[Collected data]
* * *

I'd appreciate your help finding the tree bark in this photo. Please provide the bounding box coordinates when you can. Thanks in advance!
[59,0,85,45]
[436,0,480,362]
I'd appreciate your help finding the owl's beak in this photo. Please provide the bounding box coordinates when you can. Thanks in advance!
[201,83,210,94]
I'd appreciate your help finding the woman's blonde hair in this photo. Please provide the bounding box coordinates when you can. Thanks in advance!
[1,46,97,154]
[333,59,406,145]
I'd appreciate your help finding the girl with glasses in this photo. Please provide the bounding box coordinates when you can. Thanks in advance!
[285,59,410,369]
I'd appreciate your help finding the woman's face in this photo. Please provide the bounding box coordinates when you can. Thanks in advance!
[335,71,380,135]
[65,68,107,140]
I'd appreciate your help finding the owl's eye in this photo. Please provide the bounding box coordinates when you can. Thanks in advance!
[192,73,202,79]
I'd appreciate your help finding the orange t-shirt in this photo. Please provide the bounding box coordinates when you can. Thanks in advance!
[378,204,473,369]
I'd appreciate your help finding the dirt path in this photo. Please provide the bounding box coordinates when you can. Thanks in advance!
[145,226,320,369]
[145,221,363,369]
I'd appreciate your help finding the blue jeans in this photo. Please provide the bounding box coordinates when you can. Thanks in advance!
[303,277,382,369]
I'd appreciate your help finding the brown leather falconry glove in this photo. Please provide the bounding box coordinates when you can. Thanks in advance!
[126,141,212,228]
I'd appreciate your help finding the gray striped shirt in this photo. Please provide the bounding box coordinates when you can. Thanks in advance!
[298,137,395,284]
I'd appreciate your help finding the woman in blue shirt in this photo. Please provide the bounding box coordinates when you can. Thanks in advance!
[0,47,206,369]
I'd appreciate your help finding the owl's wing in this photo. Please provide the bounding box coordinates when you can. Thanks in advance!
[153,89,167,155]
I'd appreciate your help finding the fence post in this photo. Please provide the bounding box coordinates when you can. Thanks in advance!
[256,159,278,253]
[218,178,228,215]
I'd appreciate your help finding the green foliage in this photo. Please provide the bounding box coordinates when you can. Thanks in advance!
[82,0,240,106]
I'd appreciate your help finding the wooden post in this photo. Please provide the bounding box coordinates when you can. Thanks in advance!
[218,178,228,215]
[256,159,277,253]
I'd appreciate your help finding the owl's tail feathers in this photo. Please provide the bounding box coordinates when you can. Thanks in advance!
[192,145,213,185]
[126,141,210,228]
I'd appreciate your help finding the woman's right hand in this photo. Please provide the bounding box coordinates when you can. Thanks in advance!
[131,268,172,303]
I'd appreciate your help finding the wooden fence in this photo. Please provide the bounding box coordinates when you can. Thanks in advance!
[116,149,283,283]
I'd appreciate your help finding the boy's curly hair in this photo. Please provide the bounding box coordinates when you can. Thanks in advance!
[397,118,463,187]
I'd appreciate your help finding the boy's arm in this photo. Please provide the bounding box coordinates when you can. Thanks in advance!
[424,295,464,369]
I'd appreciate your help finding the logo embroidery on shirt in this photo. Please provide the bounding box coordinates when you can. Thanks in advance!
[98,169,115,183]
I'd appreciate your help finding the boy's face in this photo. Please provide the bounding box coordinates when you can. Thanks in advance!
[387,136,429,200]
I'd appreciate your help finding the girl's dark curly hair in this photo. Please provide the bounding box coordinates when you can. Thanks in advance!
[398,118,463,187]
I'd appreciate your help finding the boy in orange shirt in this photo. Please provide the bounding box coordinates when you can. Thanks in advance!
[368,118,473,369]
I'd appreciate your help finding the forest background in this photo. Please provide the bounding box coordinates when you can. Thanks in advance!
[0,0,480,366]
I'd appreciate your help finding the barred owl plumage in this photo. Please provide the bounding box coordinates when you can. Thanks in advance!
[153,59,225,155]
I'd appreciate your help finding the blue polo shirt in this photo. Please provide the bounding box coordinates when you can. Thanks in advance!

* * *

* _Problem description_
Count the lines in the records above that contain the string “curly”, treating uppercase and lowercase as distinct, and give only the number.

* _Solution to this task_
2